#### [TASK INPUTS]
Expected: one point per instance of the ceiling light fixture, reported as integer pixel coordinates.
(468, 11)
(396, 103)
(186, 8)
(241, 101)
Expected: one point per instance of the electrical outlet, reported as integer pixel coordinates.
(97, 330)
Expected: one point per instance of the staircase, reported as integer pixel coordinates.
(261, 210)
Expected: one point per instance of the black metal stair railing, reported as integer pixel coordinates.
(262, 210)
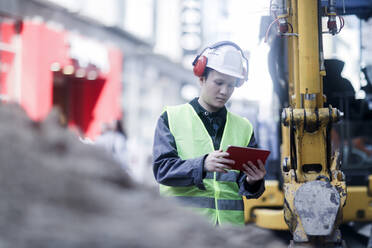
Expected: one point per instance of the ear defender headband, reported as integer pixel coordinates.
(200, 62)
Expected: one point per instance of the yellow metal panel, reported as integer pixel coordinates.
(270, 218)
(308, 47)
(358, 205)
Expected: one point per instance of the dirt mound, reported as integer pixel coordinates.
(57, 192)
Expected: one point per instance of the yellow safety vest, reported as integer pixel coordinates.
(220, 201)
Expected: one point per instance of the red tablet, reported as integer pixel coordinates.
(242, 155)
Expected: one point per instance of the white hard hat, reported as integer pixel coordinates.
(227, 60)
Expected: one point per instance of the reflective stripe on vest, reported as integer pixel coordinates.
(220, 201)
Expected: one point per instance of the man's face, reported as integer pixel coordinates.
(216, 90)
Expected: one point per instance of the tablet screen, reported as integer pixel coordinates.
(242, 155)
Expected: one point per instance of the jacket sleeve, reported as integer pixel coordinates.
(169, 169)
(250, 191)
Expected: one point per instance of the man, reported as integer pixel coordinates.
(190, 161)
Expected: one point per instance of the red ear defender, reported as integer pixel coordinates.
(240, 82)
(199, 66)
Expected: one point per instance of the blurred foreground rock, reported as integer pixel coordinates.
(57, 192)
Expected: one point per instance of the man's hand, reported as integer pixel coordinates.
(254, 173)
(217, 162)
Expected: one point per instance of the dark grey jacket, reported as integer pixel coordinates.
(169, 169)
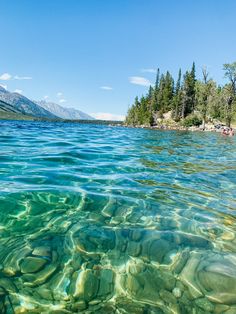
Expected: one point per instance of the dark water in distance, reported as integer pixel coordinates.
(99, 219)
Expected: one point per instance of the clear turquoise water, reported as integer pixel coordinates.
(98, 219)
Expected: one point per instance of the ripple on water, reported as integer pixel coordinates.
(98, 219)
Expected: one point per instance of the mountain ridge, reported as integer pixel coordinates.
(64, 112)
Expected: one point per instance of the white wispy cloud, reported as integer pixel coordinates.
(5, 77)
(61, 101)
(16, 77)
(4, 86)
(107, 116)
(8, 77)
(148, 70)
(106, 87)
(139, 80)
(19, 91)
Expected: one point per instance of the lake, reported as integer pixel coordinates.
(99, 219)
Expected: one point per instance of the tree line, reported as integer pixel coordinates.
(191, 101)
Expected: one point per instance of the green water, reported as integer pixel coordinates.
(97, 219)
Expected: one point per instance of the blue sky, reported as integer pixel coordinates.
(97, 55)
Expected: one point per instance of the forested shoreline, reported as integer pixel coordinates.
(188, 100)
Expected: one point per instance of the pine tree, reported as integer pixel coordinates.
(177, 98)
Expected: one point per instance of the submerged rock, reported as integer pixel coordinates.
(32, 264)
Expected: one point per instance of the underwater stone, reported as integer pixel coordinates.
(158, 249)
(177, 292)
(136, 235)
(42, 251)
(218, 279)
(134, 249)
(204, 304)
(86, 285)
(32, 264)
(106, 282)
(167, 296)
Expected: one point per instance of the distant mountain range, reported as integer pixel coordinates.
(18, 105)
(64, 113)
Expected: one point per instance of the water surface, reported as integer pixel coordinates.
(98, 219)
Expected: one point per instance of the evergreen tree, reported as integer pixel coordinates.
(177, 98)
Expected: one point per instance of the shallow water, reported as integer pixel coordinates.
(98, 219)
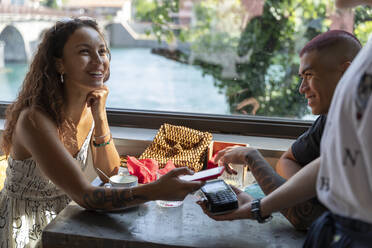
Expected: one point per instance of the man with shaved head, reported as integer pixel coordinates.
(323, 61)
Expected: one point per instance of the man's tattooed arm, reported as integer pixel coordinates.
(113, 198)
(302, 215)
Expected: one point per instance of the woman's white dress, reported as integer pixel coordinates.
(29, 201)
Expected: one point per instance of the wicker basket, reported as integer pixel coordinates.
(184, 146)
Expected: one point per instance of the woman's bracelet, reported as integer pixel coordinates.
(102, 144)
(103, 136)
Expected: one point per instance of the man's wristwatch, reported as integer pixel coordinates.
(256, 212)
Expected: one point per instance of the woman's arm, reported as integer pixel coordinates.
(41, 140)
(105, 157)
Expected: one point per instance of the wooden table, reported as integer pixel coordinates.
(149, 225)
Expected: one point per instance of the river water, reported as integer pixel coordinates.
(141, 80)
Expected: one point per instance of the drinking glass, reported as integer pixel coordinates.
(167, 204)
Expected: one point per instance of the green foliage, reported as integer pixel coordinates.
(363, 23)
(271, 41)
(266, 50)
(159, 12)
(143, 10)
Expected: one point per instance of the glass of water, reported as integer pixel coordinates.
(167, 204)
(238, 179)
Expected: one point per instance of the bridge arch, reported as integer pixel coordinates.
(14, 49)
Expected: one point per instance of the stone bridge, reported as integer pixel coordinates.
(21, 29)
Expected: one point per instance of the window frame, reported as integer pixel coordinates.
(261, 126)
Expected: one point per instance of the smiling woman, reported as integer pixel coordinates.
(60, 114)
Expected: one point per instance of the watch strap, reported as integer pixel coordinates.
(256, 212)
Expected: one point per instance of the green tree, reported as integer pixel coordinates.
(267, 60)
(50, 3)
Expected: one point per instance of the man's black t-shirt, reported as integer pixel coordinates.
(307, 147)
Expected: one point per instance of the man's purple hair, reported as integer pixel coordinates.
(330, 39)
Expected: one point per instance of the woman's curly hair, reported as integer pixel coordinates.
(42, 88)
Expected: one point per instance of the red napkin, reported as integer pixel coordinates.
(146, 169)
(167, 168)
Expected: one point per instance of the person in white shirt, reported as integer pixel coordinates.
(341, 177)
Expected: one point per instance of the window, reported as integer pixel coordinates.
(224, 66)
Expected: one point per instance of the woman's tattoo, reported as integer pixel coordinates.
(105, 199)
(302, 215)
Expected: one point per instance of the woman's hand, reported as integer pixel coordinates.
(170, 187)
(96, 100)
(242, 212)
(236, 155)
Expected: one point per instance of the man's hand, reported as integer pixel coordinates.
(96, 100)
(242, 212)
(235, 155)
(171, 187)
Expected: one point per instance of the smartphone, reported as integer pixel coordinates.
(221, 198)
(205, 174)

#### [WHAT TO DO]
Omit the pictures. Output every record above word for word.

#### [IN RESPONSE]
Expected: one point per instance of the ceiling light fixture, reported as integer pixel coordinates.
(468, 11)
(396, 103)
(186, 8)
(241, 101)
Expected: one point per instance of the electrical outlet, reported as integer pixel coordinates.
(97, 330)
Expected: one point per instance of the staircase, reported as integer pixel coordinates.
(261, 210)
Expected: one point per instance of the black metal stair railing, reported as integer pixel coordinates.
(262, 210)
Expected: one point per instance of the ear defender headband, reported as integer pixel coordinates.
(200, 62)
Expected: one point per instance of the yellow metal panel, reported as integer pixel coordinates.
(270, 218)
(308, 47)
(358, 205)
Expected: one point per instance of the dirt mound, reported as integer pixel coordinates.
(57, 192)
Expected: one point per instance of the yellow safety vest, reported as integer pixel coordinates.
(220, 201)
Expected: one point per instance of the red tablet, reported as integer pixel coordinates.
(242, 155)
Expected: one point per instance of the white hard hat, reported as integer pixel coordinates.
(227, 60)
Expected: one point per instance of the reflective stripe on vest, reported as integer pixel coordinates.
(220, 201)
Expected: one point per instance of the man's face, reported as integer pixel coordinates.
(216, 90)
Expected: one point per instance of the tablet screen, reported as integer pixel coordinates.
(242, 155)
Expected: one point per instance of the jacket sleeve, reported as integer pixel coordinates.
(169, 169)
(250, 191)
Expected: one point per instance of the man, reported as integer pixel coordinates.
(190, 161)
Expected: one point per instance of the red ear defender, reported as integer pixel coordinates.
(240, 82)
(199, 66)
Expected: one point per instance of the blurred foreground rock, reported as integer pixel coordinates.
(57, 192)
Expected: one point per instance of the man's hand, reported as integer pixel coordinates.
(254, 173)
(217, 162)
Expected: one point per instance of the dark grey jacket, reported as integer pixel coordinates.
(169, 169)
Expected: one point per instance of the dark water in distance, reported as integer pixel coordinates.
(99, 219)
Expected: one point per instance of the clear turquoise water, reported as integer pixel coordinates.
(98, 219)
Expected: one point per instance of the ripple on water, reported as integer pixel coordinates.
(98, 219)
Expected: one point per instance of the mountain ridge, reported as integer pixel coordinates.
(64, 112)
Expected: one point per instance of the white wispy cloud, reported as integer pixel coordinates.
(5, 77)
(61, 101)
(16, 77)
(4, 86)
(107, 116)
(8, 77)
(148, 70)
(106, 87)
(139, 80)
(19, 91)
Expected: one point per instance of the lake, reported as integer pixel coordinates.
(99, 219)
Expected: one point per instance of the tree line, reported as integer pixel coordinates.
(191, 101)
Expected: one point per instance of the green water, reported as integer pixel coordinates.
(97, 219)
Expected: one point per instance of the blue sky, reported as integer pixel coordinates.
(97, 55)
Expected: one point per instance of the forested shoreline, reported as integer pixel coordinates.
(188, 100)
Expected: one point per instance of the pine tree, reported as integer pixel coordinates.
(177, 98)
Expected: one point per instance of the submerged rock, reported as integer pixel coordinates.
(32, 264)
Expected: one point per instance of the underwater stone, reported as integer pixel coordinates.
(158, 249)
(177, 292)
(136, 235)
(42, 251)
(218, 279)
(134, 249)
(204, 304)
(86, 285)
(32, 264)
(106, 282)
(167, 296)
Expected: one point per instance of the distant mountain range, reported as integer pixel coordinates.
(18, 105)
(64, 113)
Expected: one point per instance of the water surface, reported as integer pixel coordinates.
(98, 219)
Expected: one point per instance of the evergreen tree, reported as integer pixel coordinates.
(177, 98)
Expected: one point per instance of the shallow water, reported as integer pixel coordinates.
(98, 219)
Expected: one point per instance of the man with shaved head, reported as integer pixel coordinates.
(323, 61)
Expected: one point per instance of the man's tattooed arm, reported as integer pixel coordinates.
(113, 198)
(302, 215)
Expected: one point per instance of the woman's white dress, reported as integer pixel coordinates.
(29, 201)
Expected: one point per instance of the wicker basket, reported as integer pixel coordinates.
(184, 146)
Expected: one point per instance of the woman's bracelet, reported as integer pixel coordinates.
(102, 144)
(103, 136)
Expected: one point per instance of the man's wristwatch, reported as integer pixel coordinates.
(256, 212)
Expected: one point per instance of the woman's arm, reported as integer pixel coordinates.
(41, 140)
(105, 157)
Expected: one point per instance of the wooden table, reported as integer pixel coordinates.
(149, 225)
Expected: one point per instance of the river water, reported as integer pixel coordinates.
(141, 80)
Expected: one point per instance of the drinking glass, reported as integer pixel coordinates.
(167, 204)
Expected: one point per instance of the green foliage, reported as integer pixel coordinates.
(363, 23)
(271, 41)
(266, 50)
(159, 12)
(143, 10)
Expected: one point per instance of the glass of water, reported as integer pixel coordinates.
(167, 204)
(238, 179)
Expected: one point per instance of the bridge arch, reported as integer pixel coordinates.
(14, 49)
Expected: one point per instance of the stone bridge, reported as integer pixel coordinates.
(21, 29)
Expected: one point per instance of the window frame, reported as integer pixel coordinates.
(261, 126)
Expected: one point per instance of the smiling woman, reported as integer pixel coordinates.
(60, 114)
Expected: one point per instance of the watch strap, reported as integer pixel coordinates.
(256, 212)
Expected: one point per instance of the green tree, reported as integer pixel coordinates.
(267, 60)
(50, 3)
Expected: one point per instance of the man's black t-shirt, reported as integer pixel coordinates.
(307, 147)
Expected: one point per instance of the man's purple hair, reported as integer pixel coordinates.
(330, 39)
Expected: one point per instance of the woman's curly hair, reported as integer pixel coordinates.
(42, 88)
Expected: one point per instance of the red napkin, reported as integer pixel coordinates.
(146, 169)
(167, 168)
Expected: one point per instance of the person in white shirt, reported as integer pixel coordinates.
(341, 177)
Expected: one point per instance of the window, reported as integer pixel coordinates.
(224, 66)
Expected: one point per instance of the woman's tattoo, reported as integer pixel coordinates.
(105, 199)
(302, 215)
Expected: one point per instance of the woman's hand, reported as integer pixel coordinates.
(170, 187)
(96, 100)
(242, 212)
(236, 155)
Expected: one point per instance of the man's hand, reported as integer pixel coordinates.
(96, 100)
(242, 212)
(235, 155)
(171, 187)
Expected: one point per instance of the smartphone, reported as integer pixel coordinates.
(221, 198)
(205, 174)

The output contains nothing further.